Prompt: Render every row below as a two-column Markdown table headed Number and Line, numbering the rows in order and skipping blank lines.

Material for this task:
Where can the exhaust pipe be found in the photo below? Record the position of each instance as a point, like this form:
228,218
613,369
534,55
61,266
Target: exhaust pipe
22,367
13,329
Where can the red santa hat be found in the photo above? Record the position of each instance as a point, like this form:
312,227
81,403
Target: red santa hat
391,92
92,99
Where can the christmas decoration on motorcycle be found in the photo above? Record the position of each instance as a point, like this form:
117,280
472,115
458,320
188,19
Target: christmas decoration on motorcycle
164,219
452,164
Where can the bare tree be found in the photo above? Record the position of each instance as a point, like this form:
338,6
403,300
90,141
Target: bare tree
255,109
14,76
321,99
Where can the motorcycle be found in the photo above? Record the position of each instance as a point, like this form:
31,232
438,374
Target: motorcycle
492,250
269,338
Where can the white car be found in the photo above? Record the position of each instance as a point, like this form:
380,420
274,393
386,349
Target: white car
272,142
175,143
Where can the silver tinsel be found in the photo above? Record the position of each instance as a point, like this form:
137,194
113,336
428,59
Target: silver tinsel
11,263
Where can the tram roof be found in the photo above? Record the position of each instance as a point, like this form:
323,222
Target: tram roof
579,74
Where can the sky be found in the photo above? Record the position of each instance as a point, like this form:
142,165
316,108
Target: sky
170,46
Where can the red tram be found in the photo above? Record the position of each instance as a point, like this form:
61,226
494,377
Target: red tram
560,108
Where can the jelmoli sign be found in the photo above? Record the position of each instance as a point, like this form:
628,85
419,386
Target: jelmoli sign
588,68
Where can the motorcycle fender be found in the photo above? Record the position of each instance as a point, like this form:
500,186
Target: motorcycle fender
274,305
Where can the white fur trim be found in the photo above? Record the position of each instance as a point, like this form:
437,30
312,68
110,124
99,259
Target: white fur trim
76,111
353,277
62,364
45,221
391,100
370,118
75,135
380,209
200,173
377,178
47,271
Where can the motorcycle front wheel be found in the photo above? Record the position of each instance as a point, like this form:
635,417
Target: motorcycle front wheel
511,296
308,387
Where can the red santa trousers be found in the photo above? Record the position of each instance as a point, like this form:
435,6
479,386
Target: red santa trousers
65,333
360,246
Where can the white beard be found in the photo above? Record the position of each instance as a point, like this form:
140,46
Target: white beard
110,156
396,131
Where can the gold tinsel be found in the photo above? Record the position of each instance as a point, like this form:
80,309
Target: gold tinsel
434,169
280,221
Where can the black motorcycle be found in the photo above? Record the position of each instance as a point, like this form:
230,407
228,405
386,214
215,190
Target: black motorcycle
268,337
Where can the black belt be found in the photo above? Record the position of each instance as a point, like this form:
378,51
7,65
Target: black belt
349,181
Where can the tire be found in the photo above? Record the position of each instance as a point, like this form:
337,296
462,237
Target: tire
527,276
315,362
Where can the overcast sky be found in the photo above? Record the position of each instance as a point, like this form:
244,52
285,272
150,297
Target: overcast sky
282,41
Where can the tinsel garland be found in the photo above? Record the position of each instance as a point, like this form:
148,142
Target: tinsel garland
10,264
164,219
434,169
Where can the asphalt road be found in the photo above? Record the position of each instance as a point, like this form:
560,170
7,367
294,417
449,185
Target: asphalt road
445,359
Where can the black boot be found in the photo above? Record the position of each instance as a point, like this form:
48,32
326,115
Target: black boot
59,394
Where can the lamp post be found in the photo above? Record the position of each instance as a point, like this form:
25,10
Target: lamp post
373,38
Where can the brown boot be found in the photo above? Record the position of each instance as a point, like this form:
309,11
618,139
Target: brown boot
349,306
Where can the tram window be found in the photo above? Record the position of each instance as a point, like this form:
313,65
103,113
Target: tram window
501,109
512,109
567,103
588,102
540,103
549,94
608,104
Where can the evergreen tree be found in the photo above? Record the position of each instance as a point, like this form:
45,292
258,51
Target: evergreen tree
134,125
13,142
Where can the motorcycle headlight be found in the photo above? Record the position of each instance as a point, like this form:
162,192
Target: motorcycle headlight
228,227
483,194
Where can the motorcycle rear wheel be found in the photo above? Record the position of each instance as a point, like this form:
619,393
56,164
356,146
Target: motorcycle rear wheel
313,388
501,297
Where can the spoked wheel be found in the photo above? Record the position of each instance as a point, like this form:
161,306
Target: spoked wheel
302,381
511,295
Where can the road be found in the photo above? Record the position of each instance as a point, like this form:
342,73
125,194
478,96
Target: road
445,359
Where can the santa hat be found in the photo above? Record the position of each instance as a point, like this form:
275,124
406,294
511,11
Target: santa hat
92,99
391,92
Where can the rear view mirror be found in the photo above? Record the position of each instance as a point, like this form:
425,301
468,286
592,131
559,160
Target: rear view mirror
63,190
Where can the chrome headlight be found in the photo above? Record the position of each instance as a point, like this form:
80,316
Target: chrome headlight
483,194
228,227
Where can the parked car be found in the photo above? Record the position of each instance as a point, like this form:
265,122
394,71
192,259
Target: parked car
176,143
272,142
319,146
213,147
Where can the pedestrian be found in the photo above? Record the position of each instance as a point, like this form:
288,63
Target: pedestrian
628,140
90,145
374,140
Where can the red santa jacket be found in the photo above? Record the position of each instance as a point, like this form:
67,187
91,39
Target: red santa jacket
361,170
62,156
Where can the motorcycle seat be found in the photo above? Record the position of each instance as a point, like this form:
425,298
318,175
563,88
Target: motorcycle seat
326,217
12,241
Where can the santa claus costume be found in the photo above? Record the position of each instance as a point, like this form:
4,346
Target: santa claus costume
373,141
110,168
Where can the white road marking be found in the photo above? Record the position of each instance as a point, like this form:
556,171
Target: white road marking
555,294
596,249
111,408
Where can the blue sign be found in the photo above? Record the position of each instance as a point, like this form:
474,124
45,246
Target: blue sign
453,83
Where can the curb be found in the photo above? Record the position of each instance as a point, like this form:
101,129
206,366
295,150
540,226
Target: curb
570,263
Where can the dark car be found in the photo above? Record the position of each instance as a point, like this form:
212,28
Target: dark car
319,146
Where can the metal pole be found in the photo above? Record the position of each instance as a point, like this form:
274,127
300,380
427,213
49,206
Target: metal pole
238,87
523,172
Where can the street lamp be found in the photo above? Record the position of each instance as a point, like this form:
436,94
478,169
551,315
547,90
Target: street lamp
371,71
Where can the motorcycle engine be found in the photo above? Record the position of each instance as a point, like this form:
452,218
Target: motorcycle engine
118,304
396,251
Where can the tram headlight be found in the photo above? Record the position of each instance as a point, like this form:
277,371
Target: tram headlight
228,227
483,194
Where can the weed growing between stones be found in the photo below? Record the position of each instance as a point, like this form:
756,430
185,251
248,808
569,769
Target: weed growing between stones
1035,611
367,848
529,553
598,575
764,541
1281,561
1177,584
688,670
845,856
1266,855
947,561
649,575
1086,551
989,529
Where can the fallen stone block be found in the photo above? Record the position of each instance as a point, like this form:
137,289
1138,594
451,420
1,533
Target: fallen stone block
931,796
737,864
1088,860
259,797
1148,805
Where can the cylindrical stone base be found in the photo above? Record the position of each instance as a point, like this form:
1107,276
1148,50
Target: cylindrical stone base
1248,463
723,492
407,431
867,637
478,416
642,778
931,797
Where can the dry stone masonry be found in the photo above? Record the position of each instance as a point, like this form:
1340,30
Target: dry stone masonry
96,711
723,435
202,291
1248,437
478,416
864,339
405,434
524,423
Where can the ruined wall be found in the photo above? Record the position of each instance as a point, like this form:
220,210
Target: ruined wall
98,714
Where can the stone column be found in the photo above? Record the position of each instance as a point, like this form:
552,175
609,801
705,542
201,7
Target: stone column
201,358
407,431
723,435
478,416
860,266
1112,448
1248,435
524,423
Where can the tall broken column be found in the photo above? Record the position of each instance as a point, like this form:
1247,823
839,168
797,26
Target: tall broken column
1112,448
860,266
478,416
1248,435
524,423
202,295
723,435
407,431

Solution for this task:
| Number | Line |
|---|---|
| 1 | Where can the exhaust pipe be found in the photo below? Record the position of each instance as a point, like this form: |
| 2 | 228,218 |
| 3 | 613,369 |
| 4 | 534,55 |
| 5 | 61,266 |
| 6 | Target: exhaust pipe |
| 7 | 22,367 |
| 8 | 13,329 |
| 9 | Where can the red santa hat be found in the photo above? Record the position of each instance as a point, like this form: |
| 10 | 312,227 |
| 11 | 81,403 |
| 12 | Target: red santa hat |
| 13 | 391,92 |
| 14 | 92,99 |
| 15 | Where can the christmas decoration on motorcycle be found in the photo above? Record the position of each instance as a point, like this form: |
| 16 | 117,280 |
| 17 | 472,115 |
| 18 | 458,320 |
| 19 | 188,19 |
| 20 | Target: christmas decoration on motorcycle |
| 21 | 164,219 |
| 22 | 452,164 |
| 23 | Where can the bare tree be found in the photo above? Record the position of each instance as a point, like this form: |
| 24 | 338,6 |
| 25 | 403,300 |
| 26 | 90,141 |
| 27 | Target: bare tree |
| 28 | 255,109 |
| 29 | 14,76 |
| 30 | 321,99 |
| 31 | Where can the motorcycle be found in the photo above? Record the position of each instance as a point, like this form: |
| 32 | 31,232 |
| 33 | 438,374 |
| 34 | Target: motorcycle |
| 35 | 492,250 |
| 36 | 269,338 |
| 37 | Where can the white car be found in the photo above? Record the position of each instance as a point, like this form: |
| 38 | 380,420 |
| 39 | 274,393 |
| 40 | 386,349 |
| 41 | Target: white car |
| 42 | 272,142 |
| 43 | 175,143 |
| 44 | Where can the silver tinsel be found in the photo above? Record the position of each instance as a point, like this form: |
| 45 | 137,194 |
| 46 | 113,336 |
| 47 | 428,59 |
| 48 | Target: silver tinsel |
| 49 | 11,263 |
| 50 | Where can the tram roof be found in the photo above? Record the position of each instance as a point, like this form: |
| 51 | 323,222 |
| 52 | Target: tram roof |
| 53 | 579,74 |
| 54 | Where can the sky be found in the photo above? Record the position of each instance as a point, like this form: |
| 55 | 142,165 |
| 56 | 316,108 |
| 57 | Target: sky |
| 58 | 170,46 |
| 59 | Where can the red tram be found in the photo above? Record the position of each instance as a point, like this form: |
| 60 | 61,226 |
| 61 | 494,377 |
| 62 | Target: red tram |
| 63 | 560,108 |
| 64 | Where can the jelmoli sign be found in the photo above? Record the position of each instance as a point, like this form: |
| 65 | 628,85 |
| 66 | 419,386 |
| 67 | Target: jelmoli sign |
| 68 | 588,68 |
| 69 | Where can the motorcycle fender be found in the photo above? Record the position of each instance as a point, like this form: |
| 70 | 500,186 |
| 71 | Target: motorcycle fender |
| 72 | 274,305 |
| 73 | Where can the white fur trim be found in the photo above? Record the position of each instance as a point, like this form: |
| 74 | 437,30 |
| 75 | 312,68 |
| 76 | 110,124 |
| 77 | 99,259 |
| 78 | Target: white fur trim |
| 79 | 76,111 |
| 80 | 353,277 |
| 81 | 62,364 |
| 82 | 45,221 |
| 83 | 391,100 |
| 84 | 370,118 |
| 85 | 75,135 |
| 86 | 380,209 |
| 87 | 200,173 |
| 88 | 377,178 |
| 89 | 47,271 |
| 90 | Where can the motorcycle front wheel be found in the photo above? Record the position of each instance as a point, like this form: |
| 91 | 635,417 |
| 92 | Target: motorcycle front wheel |
| 93 | 511,296 |
| 94 | 308,387 |
| 95 | Where can the red santa trousers be found in the photo above? Record the position of each instance as a point, like this form: |
| 96 | 435,6 |
| 97 | 479,386 |
| 98 | Target: red santa trousers |
| 99 | 65,333 |
| 100 | 360,246 |
| 101 | Where can the white beard be found in the photo above? Record the position of each instance as a point, like this form: |
| 102 | 140,46 |
| 103 | Target: white beard |
| 104 | 110,156 |
| 105 | 396,131 |
| 106 | Where can the gold tinsel be found in the photo above? Record the position of each instance as a point, like this form: |
| 107 | 80,309 |
| 108 | Target: gold tinsel |
| 109 | 434,169 |
| 110 | 280,221 |
| 111 | Where can the black motorcycle be found in the photo above? Record the position of each instance as a point, like this form: |
| 112 | 230,407 |
| 113 | 228,405 |
| 114 | 386,214 |
| 115 | 215,190 |
| 116 | Target: black motorcycle |
| 117 | 268,337 |
| 118 | Where can the black belt be found in the photo above? Record the position of each instance as a point, like this form: |
| 119 | 378,51 |
| 120 | 7,65 |
| 121 | Target: black belt |
| 122 | 349,181 |
| 123 | Where can the tire be found in the photo above? Record the position of each instance as a point, like this form: |
| 124 | 337,296 |
| 125 | 462,237 |
| 126 | Target: tire |
| 127 | 527,276 |
| 128 | 315,362 |
| 129 | Where can the overcast sky be found in the photo above? Record the position of each instance as a point, like this form: |
| 130 | 244,52 |
| 131 | 285,272 |
| 132 | 150,297 |
| 133 | Target: overcast sky |
| 134 | 282,41 |
| 135 | Where can the tinsel garland be found in the photo above? Record the position of each instance as a point, like this form: |
| 136 | 148,142 |
| 137 | Target: tinsel garland |
| 138 | 10,264 |
| 139 | 164,219 |
| 140 | 434,169 |
| 141 | Where can the asphalt road be found in the photo above? Record the position of each instance as a point, like this form: |
| 142 | 560,170 |
| 143 | 7,367 |
| 144 | 294,417 |
| 145 | 449,185 |
| 146 | Target: asphalt road |
| 147 | 445,359 |
| 148 | Where can the black boot be found in the photo above? Record the position of each instance as a point, like this form: |
| 149 | 48,32 |
| 150 | 326,115 |
| 151 | Target: black boot |
| 152 | 59,394 |
| 153 | Where can the lamp post be found in the photo above? Record the position of each instance as a point, like this form: |
| 154 | 25,10 |
| 155 | Target: lamp post |
| 156 | 373,38 |
| 157 | Where can the brown boot be found in the photo above? Record the position of each instance as a point, like this form: |
| 158 | 309,11 |
| 159 | 618,139 |
| 160 | Target: brown boot |
| 161 | 349,306 |
| 162 | Where can the tram window be found in the photo above? Record the position of each instance as a point, like this form: |
| 163 | 313,65 |
| 164 | 103,113 |
| 165 | Target: tram window |
| 166 | 501,109 |
| 167 | 512,109 |
| 168 | 567,103 |
| 169 | 588,102 |
| 170 | 540,103 |
| 171 | 549,94 |
| 172 | 608,104 |
| 173 | Where can the evergreen tree be found in the photo above? Record the position of each instance as a point, like this form: |
| 174 | 45,292 |
| 175 | 258,51 |
| 176 | Target: evergreen tree |
| 177 | 134,125 |
| 178 | 13,142 |
| 179 | Where can the motorcycle headlight be found in the photo above? Record the position of each instance as a point, like this form: |
| 180 | 162,192 |
| 181 | Target: motorcycle headlight |
| 182 | 228,227 |
| 183 | 483,194 |
| 184 | Where can the motorcycle rear wheel be found in the photo above? Record the position of each instance as a point, like this form: |
| 185 | 619,393 |
| 186 | 56,164 |
| 187 | 356,146 |
| 188 | Target: motorcycle rear wheel |
| 189 | 313,388 |
| 190 | 501,297 |
| 191 | Where can the spoked wheel be found in the photo above? Record the position of each instance as a point, like this form: |
| 192 | 161,306 |
| 193 | Target: spoked wheel |
| 194 | 302,381 |
| 195 | 511,295 |
| 196 | Where can the road be found in the photo above? Record the position of each instance as a point, like this form: |
| 197 | 342,73 |
| 198 | 125,194 |
| 199 | 478,96 |
| 200 | Target: road |
| 201 | 445,359 |
| 202 | Where can the santa hat be found in the photo above? Record the position of each instance as a point, like this form: |
| 203 | 275,124 |
| 204 | 406,294 |
| 205 | 511,11 |
| 206 | Target: santa hat |
| 207 | 92,99 |
| 208 | 391,92 |
| 209 | Where can the rear view mirror be found in the photo above? Record the position of each instance as a point, like this form: |
| 210 | 425,301 |
| 211 | 468,286 |
| 212 | 592,131 |
| 213 | 559,160 |
| 214 | Target: rear view mirror |
| 215 | 63,190 |
| 216 | Where can the chrome headlight be found in the photo above? Record the position of each instance as a point, like this form: |
| 217 | 80,316 |
| 218 | Target: chrome headlight |
| 219 | 483,194 |
| 220 | 228,227 |
| 221 | Where can the parked car be found in the photo above? Record the position of each instance as a point, like this form: |
| 222 | 265,122 |
| 223 | 394,71 |
| 224 | 192,259 |
| 225 | Target: parked car |
| 226 | 176,143 |
| 227 | 272,142 |
| 228 | 319,146 |
| 229 | 213,147 |
| 230 | Where can the pedestrian be found in the photo above? Record the position of each instance as a point, like this form: |
| 231 | 288,63 |
| 232 | Target: pedestrian |
| 233 | 628,140 |
| 234 | 90,145 |
| 235 | 374,140 |
| 236 | Where can the red santa jacket be found in the photo above? Record the position of each instance as a point, like this form: |
| 237 | 67,187 |
| 238 | 91,39 |
| 239 | Target: red santa jacket |
| 240 | 361,170 |
| 241 | 62,156 |
| 242 | Where can the motorcycle seat be found in the photo above? Record the position of each instance as a point, like this form: |
| 243 | 425,298 |
| 244 | 318,175 |
| 245 | 563,88 |
| 246 | Target: motorcycle seat |
| 247 | 326,217 |
| 248 | 12,241 |
| 249 | Where can the santa claus costume be found in the photo above? Record the position of each instance as a point, like this form: |
| 250 | 4,346 |
| 251 | Target: santa claus costume |
| 252 | 373,141 |
| 253 | 110,168 |
| 254 | Where can the white road marking be found in the photo above? Record the position of each instance as a point, like this form: |
| 255 | 556,171 |
| 256 | Target: white road marking |
| 257 | 555,294 |
| 258 | 596,249 |
| 259 | 111,408 |
| 260 | Where can the blue sign be found in the photo above? Record the position of each instance as a point, like this form: |
| 261 | 474,124 |
| 262 | 45,246 |
| 263 | Target: blue sign |
| 264 | 453,83 |
| 265 | Where can the curb be found in the photo above? Record the position of each instance as a point, like this form: |
| 266 | 101,129 |
| 267 | 206,366 |
| 268 | 295,150 |
| 269 | 540,226 |
| 270 | Target: curb |
| 271 | 570,263 |
| 272 | Where can the dark car be found in the photo above? Record the position of each instance as a point, like this form: |
| 273 | 212,28 |
| 274 | Target: dark car |
| 275 | 319,146 |
| 276 | Where can the metal pole be found in the photo above? Record the position of each instance as a point, like this form: |
| 277 | 274,127 |
| 278 | 300,380 |
| 279 | 427,213 |
| 280 | 49,206 |
| 281 | Target: metal pole |
| 282 | 238,87 |
| 283 | 523,172 |
| 284 | Where can the street lamp be found in the photo above? Record the position of each instance as a point, like this form: |
| 285 | 436,94 |
| 286 | 478,169 |
| 287 | 551,315 |
| 288 | 547,90 |
| 289 | Target: street lamp |
| 290 | 371,71 |
| 291 | Where can the motorcycle engine be found in the photo above? Record the position of each instance as a point, like this form: |
| 292 | 452,218 |
| 293 | Target: motorcycle engine |
| 294 | 118,304 |
| 295 | 396,251 |
| 296 | Where can the tram headlight be found in the photo above? Record the position of each instance as a point, like this form: |
| 297 | 277,371 |
| 298 | Target: tram headlight |
| 299 | 228,227 |
| 300 | 483,194 |
| 301 | Where can the weed growing between stones be found in the photo below? Record the position of each instance as a point, like this form: |
| 302 | 756,430 |
| 303 | 185,251 |
| 304 | 248,808 |
| 305 | 569,769 |
| 306 | Target: weed growing between stones |
| 307 | 1035,611 |
| 308 | 367,848 |
| 309 | 529,553 |
| 310 | 598,575 |
| 311 | 764,541 |
| 312 | 1281,561 |
| 313 | 1177,584 |
| 314 | 688,670 |
| 315 | 845,856 |
| 316 | 1266,855 |
| 317 | 947,561 |
| 318 | 649,575 |
| 319 | 1086,551 |
| 320 | 989,529 |
| 321 | Where can the fallen stone block be found in the photo above? Record the position of each instance as a point, like this form: |
| 322 | 137,289 |
| 323 | 1138,594 |
| 324 | 451,420 |
| 325 | 1,533 |
| 326 | Target: fallen stone block |
| 327 | 931,796 |
| 328 | 737,864 |
| 329 | 1088,860 |
| 330 | 259,797 |
| 331 | 1148,805 |
| 332 | Where can the cylindrical stone base be found in the photo above? Record the position of each instance as a point, like this form: |
| 333 | 1107,276 |
| 334 | 1148,50 |
| 335 | Target: cylindrical stone base |
| 336 | 1248,463 |
| 337 | 723,492 |
| 338 | 407,431 |
| 339 | 867,637 |
| 340 | 478,416 |
| 341 | 642,778 |
| 342 | 931,797 |
| 343 | Where can the dry stone masonry be found in the photo above? Record the position of each instance as a point, like this form: |
| 344 | 1340,30 |
| 345 | Target: dry stone masonry |
| 346 | 96,711 |
| 347 | 723,435 |
| 348 | 202,291 |
| 349 | 1248,437 |
| 350 | 478,416 |
| 351 | 864,339 |
| 352 | 405,434 |
| 353 | 524,423 |
| 354 | Where can the ruined wall be found in the photo above? Record the position of each instance as a point, like this form: |
| 355 | 220,210 |
| 356 | Target: ruined wall |
| 357 | 98,714 |
| 358 | Where can the stone column be found in the photo above? Record the position of each instance as a point, like this form: |
| 359 | 552,175 |
| 360 | 609,801 |
| 361 | 705,542 |
| 362 | 201,7 |
| 363 | Target: stone column |
| 364 | 201,358 |
| 365 | 407,431 |
| 366 | 723,435 |
| 367 | 478,416 |
| 368 | 860,266 |
| 369 | 1112,448 |
| 370 | 1248,435 |
| 371 | 524,423 |
| 372 | Where can the tall broken column be found in the photo above? Record the position of each instance as a point, like this form: |
| 373 | 1247,823 |
| 374 | 839,168 |
| 375 | 797,26 |
| 376 | Target: tall broken column |
| 377 | 1112,448 |
| 378 | 860,266 |
| 379 | 478,416 |
| 380 | 1248,435 |
| 381 | 524,423 |
| 382 | 202,295 |
| 383 | 723,435 |
| 384 | 407,431 |